The task — Only one span of the listing below is wanted: the lines from the one with "Target: concrete sidewalk" through the one with "Target: blue sky", reproduced exactly, both ends kept.

===== Records for this task

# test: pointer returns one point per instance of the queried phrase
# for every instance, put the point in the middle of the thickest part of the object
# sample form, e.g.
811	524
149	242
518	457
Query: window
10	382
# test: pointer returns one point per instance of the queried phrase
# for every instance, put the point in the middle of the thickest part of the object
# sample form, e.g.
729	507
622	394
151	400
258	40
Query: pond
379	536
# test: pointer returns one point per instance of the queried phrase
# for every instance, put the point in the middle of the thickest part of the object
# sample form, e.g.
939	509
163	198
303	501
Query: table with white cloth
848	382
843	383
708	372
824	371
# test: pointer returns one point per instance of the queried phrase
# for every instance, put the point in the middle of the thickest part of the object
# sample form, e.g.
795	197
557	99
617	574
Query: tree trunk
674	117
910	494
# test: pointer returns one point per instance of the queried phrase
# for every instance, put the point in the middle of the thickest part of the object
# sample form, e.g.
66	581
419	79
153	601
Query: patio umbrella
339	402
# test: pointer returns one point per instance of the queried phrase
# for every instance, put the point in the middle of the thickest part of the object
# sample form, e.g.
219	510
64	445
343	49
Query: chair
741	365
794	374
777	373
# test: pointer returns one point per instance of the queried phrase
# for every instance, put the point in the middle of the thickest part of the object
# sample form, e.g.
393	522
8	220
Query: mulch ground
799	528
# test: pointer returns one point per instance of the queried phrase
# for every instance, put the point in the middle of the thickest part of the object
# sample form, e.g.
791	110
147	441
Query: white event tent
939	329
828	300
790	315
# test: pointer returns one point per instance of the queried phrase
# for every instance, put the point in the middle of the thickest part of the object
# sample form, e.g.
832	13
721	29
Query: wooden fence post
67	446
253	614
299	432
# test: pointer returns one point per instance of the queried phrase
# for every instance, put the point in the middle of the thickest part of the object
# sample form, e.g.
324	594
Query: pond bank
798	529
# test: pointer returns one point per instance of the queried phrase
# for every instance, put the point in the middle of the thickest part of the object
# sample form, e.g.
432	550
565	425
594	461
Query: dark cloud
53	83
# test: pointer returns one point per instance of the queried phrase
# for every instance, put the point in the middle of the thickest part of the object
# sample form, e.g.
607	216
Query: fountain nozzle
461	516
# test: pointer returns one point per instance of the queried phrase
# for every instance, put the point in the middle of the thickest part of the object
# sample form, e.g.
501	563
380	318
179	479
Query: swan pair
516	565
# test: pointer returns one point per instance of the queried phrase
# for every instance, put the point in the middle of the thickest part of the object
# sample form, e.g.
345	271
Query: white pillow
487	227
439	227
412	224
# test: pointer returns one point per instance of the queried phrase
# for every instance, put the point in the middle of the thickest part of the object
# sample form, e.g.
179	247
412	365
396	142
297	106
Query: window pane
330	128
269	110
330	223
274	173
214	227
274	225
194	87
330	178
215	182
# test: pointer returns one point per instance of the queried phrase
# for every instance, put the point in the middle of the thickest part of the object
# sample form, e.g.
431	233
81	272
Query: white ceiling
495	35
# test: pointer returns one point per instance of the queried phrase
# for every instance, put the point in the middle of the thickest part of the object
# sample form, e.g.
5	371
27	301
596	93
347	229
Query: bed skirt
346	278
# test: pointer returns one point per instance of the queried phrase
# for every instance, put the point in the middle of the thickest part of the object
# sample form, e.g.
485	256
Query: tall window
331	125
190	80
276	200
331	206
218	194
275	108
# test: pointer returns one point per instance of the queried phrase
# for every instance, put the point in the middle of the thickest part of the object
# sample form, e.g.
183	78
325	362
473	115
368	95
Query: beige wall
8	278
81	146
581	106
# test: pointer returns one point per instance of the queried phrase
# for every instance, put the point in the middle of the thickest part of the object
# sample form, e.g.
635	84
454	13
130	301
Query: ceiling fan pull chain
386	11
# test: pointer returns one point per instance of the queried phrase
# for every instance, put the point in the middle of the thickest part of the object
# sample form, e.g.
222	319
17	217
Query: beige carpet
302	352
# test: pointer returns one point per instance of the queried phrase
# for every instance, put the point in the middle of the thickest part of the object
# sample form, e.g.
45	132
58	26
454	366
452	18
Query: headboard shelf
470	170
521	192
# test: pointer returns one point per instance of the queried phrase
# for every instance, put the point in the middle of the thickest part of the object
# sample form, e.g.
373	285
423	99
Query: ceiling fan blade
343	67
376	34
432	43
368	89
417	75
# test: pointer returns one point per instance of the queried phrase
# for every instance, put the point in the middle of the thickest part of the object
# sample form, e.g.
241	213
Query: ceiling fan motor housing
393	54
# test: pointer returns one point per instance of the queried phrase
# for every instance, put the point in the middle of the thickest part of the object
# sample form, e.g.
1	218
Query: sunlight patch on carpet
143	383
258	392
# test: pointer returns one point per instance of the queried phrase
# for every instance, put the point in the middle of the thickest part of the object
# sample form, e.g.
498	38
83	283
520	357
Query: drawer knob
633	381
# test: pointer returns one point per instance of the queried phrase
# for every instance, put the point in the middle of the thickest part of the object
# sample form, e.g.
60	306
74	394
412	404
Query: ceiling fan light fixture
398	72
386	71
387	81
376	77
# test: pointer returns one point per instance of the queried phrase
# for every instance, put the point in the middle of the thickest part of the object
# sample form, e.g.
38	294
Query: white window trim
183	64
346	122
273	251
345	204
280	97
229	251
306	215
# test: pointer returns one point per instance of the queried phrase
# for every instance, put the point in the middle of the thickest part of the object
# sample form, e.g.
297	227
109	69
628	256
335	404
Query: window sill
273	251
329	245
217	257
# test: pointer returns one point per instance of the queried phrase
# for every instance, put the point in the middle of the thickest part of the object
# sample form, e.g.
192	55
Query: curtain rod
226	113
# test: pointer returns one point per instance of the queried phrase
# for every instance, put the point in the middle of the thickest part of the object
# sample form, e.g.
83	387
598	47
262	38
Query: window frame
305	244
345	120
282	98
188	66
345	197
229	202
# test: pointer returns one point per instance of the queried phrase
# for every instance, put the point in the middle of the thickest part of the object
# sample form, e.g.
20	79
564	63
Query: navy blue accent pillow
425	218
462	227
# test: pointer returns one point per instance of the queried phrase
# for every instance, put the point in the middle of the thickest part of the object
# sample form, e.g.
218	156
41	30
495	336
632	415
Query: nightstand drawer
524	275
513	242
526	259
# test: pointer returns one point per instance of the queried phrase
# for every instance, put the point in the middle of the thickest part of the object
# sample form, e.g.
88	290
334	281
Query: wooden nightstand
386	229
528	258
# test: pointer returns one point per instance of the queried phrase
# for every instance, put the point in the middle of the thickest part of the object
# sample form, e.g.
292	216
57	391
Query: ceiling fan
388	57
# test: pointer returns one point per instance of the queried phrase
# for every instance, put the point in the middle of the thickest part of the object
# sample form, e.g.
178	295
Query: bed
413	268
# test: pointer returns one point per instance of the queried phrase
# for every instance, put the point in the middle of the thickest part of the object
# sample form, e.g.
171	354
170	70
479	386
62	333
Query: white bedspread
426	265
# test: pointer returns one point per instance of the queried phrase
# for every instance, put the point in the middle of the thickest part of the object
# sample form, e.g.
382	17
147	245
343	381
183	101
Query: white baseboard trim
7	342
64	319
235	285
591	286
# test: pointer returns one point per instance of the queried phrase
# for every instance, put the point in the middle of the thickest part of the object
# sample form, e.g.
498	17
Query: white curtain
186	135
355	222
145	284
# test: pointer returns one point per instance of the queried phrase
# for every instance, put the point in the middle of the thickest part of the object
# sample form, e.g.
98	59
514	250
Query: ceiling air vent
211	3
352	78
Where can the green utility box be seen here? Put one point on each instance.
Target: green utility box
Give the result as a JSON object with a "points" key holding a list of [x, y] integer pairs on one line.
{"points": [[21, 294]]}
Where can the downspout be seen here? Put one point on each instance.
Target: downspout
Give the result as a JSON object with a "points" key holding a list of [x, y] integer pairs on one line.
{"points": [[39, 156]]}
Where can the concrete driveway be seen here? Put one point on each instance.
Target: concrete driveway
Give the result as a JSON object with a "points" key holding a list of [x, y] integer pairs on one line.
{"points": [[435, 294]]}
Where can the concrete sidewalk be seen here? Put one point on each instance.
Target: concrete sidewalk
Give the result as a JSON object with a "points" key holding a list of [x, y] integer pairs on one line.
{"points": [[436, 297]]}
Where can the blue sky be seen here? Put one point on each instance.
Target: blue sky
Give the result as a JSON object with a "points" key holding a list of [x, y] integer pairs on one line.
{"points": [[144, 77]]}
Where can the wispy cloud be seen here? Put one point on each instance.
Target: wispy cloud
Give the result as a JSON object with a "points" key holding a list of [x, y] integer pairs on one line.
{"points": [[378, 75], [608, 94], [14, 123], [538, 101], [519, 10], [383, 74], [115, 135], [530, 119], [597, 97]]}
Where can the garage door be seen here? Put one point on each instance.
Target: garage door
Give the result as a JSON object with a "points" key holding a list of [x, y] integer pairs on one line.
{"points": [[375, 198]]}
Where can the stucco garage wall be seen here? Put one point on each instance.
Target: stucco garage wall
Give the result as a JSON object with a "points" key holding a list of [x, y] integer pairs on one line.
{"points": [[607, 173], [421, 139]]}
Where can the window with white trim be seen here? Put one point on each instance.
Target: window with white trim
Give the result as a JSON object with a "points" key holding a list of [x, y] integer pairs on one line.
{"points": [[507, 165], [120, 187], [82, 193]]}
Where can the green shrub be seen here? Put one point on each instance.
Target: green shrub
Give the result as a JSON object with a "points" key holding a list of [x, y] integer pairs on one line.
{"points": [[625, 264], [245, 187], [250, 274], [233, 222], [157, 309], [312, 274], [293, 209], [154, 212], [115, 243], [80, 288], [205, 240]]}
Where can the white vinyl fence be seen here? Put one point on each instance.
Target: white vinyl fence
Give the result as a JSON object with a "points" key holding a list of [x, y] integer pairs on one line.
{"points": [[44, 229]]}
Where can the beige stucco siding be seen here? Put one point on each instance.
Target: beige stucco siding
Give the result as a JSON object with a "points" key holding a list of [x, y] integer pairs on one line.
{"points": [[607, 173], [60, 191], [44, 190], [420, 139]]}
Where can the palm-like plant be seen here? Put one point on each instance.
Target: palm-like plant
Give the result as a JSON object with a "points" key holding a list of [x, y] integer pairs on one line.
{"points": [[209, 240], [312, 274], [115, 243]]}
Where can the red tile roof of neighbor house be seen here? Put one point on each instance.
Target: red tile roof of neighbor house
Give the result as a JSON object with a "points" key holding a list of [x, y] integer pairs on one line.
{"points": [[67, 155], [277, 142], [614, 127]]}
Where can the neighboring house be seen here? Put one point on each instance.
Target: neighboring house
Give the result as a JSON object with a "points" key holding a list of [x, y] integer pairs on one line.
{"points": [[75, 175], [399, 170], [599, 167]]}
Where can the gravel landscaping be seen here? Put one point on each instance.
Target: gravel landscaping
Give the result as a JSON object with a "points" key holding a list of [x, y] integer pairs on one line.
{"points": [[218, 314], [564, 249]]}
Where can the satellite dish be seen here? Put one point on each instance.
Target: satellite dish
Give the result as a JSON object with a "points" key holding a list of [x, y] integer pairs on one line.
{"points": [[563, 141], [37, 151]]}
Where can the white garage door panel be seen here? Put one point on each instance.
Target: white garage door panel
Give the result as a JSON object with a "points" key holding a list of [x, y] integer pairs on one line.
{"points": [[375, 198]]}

==========

Answer section —
Target: concrete sidewalk
Give the result as a JSON object with a "points" key holding a list of [x, y] integer pairs on one line.
{"points": [[436, 297]]}
Where can the blue sky be seen here? Put one point on each instance.
Target: blue sky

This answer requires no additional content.